→ Text excerpt:
================================

Aside from the cayenne pepper’s heat, there are other more serious side effects from this incredibly spicy pepper. This article discusses many of these side effects, as well as potential risk factors involved when using cayenne pepper whether in powder or cream form. These statements are not meant to diagnose or treat any illnesses and as always, you should seek professional medical advice before administering any treatment.
While cayenne pepper has its benefits, such as weight loss and improved cardiovascular and respiratory function, there are several side effects you should be aware of. Adverse reactions range in severity; they provide enough discomfort and potential health hazards to merit serious consideration.
While many people begin the popular water and cayenne pepper diet, they are unaware of the amount of discomfort they are about to subject themselves to. Not only does cayenne pepper burn on its way into your body, it burns just as intensely exiting the body. While the initial burning may be somewhat unexpected and uncomfortable, it does pass in time. Easing into this program will help you build up a tolerance to the heat.
For hundreds of years, Native Americans have used cayenne pepper to treat stomach pains and constipation. Unfortunately, if excessive amounts of cayenne pepper are taken, it can induce even more intense stomach pain, vomiting and can worsen ulcers.
Cayenne Pepper and Food Allergies
People who are allergic to kiwis, bananas and avocados also may be allergic to cayenne pepper. Doctors can test for the specific allergy.
Cayenne Pepper and Medications
Cayenne pepper can adversely interact with blood thinners, antacids and aspirin. It is best to consult with a doctor to make sure there is no risk for such an encounter.
In its powdered form, cayenne pepper causes irritation to the mucus membranes and produces burning and stinging in and around the eyes, nose and mouth. When applied topically to the skin as an ointment, which would be used to ease the pain of arthritis, the treated area often experiences burning sensations.
Cayenne pepper should not be used on children under the age of two years old. As with all chemicals or potential food hazards, keep cayenne peppers, in any form away from children. Although there is no evidence of any side effects with use during pregnancy, it is best to consult with a physician or trained medical person who can provide insight to any possible trouble.
With proper research and professional consultation, it is easy to prevent any harmful interactions. Cayenne pepper can be a beneficial herbal treatment as long as care and consideration are practiced.

================================

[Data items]
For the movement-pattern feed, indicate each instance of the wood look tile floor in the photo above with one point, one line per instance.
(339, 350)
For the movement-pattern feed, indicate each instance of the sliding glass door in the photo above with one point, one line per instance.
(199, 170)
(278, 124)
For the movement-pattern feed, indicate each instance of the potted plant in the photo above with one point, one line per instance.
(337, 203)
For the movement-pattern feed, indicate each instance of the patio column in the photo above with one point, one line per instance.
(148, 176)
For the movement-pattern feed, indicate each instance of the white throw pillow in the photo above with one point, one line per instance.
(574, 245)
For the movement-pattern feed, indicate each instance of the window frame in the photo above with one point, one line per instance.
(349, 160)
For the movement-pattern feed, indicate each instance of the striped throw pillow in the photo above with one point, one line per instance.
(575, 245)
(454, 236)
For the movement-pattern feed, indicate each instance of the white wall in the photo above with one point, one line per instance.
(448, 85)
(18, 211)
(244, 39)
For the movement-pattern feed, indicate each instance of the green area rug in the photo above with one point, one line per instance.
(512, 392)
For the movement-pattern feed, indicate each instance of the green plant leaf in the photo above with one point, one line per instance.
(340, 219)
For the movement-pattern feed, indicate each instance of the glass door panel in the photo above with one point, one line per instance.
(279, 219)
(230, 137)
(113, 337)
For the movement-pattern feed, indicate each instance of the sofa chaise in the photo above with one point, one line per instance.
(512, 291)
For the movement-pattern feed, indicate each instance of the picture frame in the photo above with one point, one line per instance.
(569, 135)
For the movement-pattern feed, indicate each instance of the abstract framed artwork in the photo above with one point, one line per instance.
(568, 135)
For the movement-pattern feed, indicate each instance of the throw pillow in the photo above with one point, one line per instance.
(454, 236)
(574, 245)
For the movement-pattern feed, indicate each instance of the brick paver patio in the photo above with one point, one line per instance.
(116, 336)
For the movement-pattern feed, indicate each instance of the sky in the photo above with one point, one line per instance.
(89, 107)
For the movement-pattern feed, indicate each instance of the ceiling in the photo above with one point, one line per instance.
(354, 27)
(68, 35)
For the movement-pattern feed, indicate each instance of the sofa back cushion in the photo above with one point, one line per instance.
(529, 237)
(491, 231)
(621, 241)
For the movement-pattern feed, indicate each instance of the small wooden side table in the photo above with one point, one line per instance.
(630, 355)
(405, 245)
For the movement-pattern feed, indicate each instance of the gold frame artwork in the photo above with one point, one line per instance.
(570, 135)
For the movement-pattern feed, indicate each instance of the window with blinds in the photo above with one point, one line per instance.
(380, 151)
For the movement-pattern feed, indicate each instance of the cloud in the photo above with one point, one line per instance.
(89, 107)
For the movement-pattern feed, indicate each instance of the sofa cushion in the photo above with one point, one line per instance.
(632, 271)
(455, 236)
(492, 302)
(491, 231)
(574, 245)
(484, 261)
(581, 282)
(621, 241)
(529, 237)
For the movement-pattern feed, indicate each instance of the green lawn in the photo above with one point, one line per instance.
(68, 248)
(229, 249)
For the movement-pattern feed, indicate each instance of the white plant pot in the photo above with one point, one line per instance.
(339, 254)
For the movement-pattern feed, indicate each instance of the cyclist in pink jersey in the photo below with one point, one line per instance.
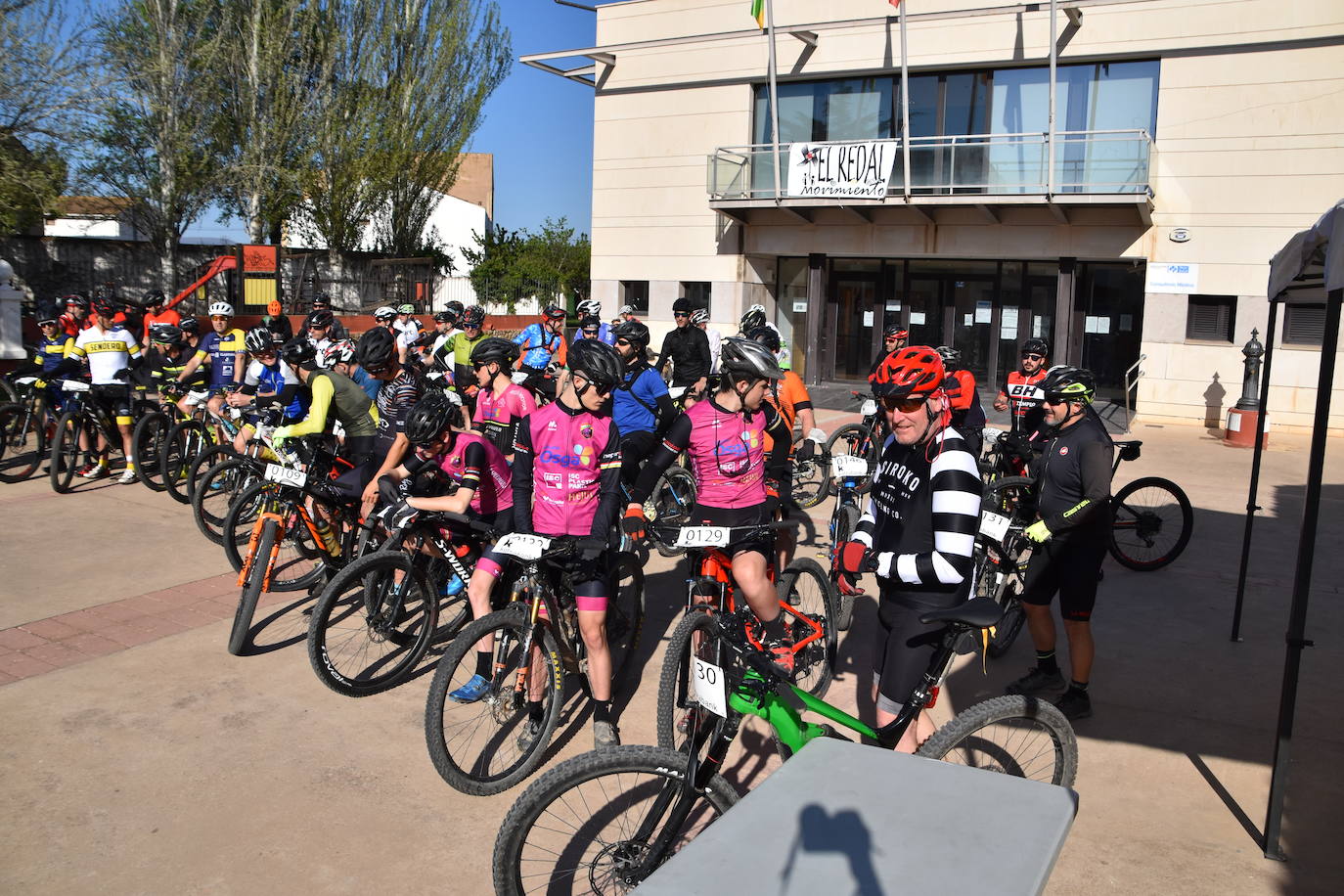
(567, 482)
(737, 484)
(500, 402)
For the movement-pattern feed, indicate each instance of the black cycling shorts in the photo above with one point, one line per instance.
(114, 399)
(1069, 565)
(761, 540)
(902, 651)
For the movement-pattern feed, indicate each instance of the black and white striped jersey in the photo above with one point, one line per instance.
(922, 516)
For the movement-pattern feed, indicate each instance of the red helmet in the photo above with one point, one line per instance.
(909, 373)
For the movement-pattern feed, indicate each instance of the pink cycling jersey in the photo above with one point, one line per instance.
(476, 464)
(562, 457)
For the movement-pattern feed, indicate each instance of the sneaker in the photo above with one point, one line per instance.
(605, 735)
(476, 688)
(531, 731)
(1037, 680)
(1074, 704)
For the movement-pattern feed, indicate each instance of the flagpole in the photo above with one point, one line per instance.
(775, 98)
(905, 104)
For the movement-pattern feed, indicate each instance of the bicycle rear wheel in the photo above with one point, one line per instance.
(474, 745)
(1013, 735)
(1152, 524)
(575, 829)
(23, 441)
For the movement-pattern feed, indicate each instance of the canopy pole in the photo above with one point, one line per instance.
(1256, 460)
(1303, 579)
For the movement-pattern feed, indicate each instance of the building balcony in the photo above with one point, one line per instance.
(988, 172)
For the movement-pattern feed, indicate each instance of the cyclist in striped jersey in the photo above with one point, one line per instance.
(919, 528)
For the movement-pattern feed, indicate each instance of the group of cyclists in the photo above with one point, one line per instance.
(567, 438)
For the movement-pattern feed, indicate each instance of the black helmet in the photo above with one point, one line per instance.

================================

→ Exercise: In the text on cayenne pepper side effects, copy word for word the passage from "While many people" up to and including "the specific allergy.".

→ Solution to this task:
While many people begin the popular water and cayenne pepper diet, they are unaware of the amount of discomfort they are about to subject themselves to. Not only does cayenne pepper burn on its way into your body, it burns just as intensely exiting the body. While the initial burning may be somewhat unexpected and uncomfortable, it does pass in time. Easing into this program will help you build up a tolerance to the heat.
For hundreds of years, Native Americans have used cayenne pepper to treat stomach pains and constipation. Unfortunately, if excessive amounts of cayenne pepper are taken, it can induce even more intense stomach pain, vomiting and can worsen ulcers.
Cayenne Pepper and Food Allergies
People who are allergic to kiwis, bananas and avocados also may be allergic to cayenne pepper. Doctors can test for the specific allergy.